__Problem requirements__:
Copy the data from the line that contains "Q: Report x and y for each instance of the faded" to its last line, exactly, including both of those lines and leaving out everything before.
▶
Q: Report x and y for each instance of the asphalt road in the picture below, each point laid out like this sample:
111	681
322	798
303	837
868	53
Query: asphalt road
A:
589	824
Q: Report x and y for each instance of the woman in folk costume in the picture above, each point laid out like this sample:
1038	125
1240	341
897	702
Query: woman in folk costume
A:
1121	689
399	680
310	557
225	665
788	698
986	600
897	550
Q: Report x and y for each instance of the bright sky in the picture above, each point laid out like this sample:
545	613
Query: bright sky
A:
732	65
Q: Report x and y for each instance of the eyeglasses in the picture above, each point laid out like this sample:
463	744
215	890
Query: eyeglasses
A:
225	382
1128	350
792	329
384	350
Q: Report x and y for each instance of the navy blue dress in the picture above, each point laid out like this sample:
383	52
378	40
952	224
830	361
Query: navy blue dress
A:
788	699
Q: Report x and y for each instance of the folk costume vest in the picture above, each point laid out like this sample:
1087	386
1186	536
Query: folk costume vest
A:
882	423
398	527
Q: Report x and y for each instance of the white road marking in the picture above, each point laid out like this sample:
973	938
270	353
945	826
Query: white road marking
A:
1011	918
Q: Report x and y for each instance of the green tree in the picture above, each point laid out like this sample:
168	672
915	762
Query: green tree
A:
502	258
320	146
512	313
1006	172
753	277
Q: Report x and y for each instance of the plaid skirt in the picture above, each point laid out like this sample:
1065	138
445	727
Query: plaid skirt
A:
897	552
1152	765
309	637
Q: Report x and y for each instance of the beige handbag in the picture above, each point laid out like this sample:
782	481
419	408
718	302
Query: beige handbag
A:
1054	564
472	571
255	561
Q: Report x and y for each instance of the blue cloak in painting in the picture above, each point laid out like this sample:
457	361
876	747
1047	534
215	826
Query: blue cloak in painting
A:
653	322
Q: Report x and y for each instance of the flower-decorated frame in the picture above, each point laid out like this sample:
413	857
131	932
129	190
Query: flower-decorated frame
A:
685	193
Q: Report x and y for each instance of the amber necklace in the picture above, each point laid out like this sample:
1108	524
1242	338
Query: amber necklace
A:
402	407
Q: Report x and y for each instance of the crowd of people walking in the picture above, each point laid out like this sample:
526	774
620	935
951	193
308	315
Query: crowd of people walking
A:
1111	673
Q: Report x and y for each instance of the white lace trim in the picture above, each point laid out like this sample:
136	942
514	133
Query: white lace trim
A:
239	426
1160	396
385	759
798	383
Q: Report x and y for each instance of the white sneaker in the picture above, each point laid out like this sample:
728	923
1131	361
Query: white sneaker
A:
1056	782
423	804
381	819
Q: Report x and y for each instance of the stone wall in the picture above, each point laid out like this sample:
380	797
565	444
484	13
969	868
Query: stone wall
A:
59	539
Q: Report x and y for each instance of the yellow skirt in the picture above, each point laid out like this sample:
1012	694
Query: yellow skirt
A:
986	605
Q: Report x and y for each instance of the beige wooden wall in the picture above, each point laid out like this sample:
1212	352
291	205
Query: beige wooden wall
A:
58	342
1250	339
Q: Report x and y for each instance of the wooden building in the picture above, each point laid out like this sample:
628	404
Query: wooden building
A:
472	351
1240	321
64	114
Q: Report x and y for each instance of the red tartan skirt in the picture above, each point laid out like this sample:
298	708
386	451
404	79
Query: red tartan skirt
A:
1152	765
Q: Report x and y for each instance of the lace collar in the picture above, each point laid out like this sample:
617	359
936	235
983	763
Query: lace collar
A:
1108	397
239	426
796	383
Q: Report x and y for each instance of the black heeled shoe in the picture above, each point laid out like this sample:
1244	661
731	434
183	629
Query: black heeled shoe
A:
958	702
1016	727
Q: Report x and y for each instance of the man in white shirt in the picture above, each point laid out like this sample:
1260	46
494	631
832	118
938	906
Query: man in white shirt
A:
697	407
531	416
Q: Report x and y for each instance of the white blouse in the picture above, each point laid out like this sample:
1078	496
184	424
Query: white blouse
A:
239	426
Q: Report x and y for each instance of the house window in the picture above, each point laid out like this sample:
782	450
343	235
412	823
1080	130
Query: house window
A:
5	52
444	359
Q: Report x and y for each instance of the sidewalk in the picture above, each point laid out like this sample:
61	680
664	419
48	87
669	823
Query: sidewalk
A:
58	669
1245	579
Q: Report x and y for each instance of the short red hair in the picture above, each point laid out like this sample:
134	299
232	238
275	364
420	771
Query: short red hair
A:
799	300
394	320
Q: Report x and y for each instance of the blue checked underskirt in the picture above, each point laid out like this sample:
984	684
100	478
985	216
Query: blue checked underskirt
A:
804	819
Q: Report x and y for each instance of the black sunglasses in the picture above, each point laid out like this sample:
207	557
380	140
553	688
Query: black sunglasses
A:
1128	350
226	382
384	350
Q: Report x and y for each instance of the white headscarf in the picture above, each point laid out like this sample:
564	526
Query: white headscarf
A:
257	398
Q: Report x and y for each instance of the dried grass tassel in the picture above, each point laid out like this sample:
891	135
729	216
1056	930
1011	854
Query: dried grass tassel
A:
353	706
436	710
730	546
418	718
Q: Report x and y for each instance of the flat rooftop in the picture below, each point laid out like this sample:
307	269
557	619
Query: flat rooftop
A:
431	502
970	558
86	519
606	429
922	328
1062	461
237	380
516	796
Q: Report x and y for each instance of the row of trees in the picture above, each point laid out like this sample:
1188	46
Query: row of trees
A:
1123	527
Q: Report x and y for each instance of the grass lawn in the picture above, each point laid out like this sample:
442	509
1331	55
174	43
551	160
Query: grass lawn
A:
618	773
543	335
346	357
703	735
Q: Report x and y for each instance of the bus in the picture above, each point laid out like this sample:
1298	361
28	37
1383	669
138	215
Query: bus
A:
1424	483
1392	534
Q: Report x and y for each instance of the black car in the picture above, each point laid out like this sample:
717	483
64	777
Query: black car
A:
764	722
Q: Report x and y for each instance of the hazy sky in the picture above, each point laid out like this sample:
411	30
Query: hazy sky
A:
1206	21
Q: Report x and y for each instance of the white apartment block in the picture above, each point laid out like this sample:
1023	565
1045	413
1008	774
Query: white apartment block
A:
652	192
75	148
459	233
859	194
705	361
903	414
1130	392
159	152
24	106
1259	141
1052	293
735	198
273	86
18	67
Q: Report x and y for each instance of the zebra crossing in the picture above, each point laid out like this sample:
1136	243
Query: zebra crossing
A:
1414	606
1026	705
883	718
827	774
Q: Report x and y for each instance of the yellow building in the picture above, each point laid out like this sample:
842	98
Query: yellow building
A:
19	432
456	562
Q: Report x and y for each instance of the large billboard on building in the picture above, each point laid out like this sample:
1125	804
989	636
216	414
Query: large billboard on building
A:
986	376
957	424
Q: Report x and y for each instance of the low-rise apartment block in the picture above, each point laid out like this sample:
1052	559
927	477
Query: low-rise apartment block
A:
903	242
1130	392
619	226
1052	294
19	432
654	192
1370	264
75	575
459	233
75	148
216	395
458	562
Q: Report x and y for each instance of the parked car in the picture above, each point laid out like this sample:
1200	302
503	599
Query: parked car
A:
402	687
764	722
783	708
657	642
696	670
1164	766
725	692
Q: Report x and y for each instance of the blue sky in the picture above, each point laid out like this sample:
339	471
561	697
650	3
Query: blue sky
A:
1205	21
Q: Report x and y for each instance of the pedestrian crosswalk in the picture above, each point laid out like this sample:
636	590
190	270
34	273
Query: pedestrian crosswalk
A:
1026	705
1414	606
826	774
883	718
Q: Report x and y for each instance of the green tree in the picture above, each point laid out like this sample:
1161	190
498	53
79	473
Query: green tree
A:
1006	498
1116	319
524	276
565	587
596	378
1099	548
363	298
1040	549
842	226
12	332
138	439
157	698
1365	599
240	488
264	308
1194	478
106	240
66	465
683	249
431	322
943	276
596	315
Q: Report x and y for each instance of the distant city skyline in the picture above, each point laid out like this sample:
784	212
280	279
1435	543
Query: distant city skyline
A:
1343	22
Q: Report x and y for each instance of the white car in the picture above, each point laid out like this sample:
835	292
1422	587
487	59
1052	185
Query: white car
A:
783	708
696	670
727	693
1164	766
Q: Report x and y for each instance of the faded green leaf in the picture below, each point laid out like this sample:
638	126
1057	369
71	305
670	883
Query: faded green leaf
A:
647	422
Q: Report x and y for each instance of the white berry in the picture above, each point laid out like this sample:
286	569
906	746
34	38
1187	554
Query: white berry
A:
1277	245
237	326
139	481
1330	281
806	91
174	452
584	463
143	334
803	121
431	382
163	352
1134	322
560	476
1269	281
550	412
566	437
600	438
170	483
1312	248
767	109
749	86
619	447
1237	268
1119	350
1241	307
◀
__The answer__:
Q: Report x and y for each instance of the faded green leaf in the picture below, each point laid out like this sample:
638	126
1057	369
71	305
670	883
Query: faded green leaf
A:
647	422
Q: Report x and y for each instance of the white berry in the picture above, each point laid out like this sample:
286	569
906	746
34	38
1187	554
Query: white berry
A:
1277	245
237	326
139	481
1330	281
806	91
174	452
584	463
143	334
803	121
431	382
163	352
1134	322
560	476
1269	281
550	412
566	437
600	438
170	483
1312	248
767	109
749	86
619	447
1237	268
1119	350
1241	307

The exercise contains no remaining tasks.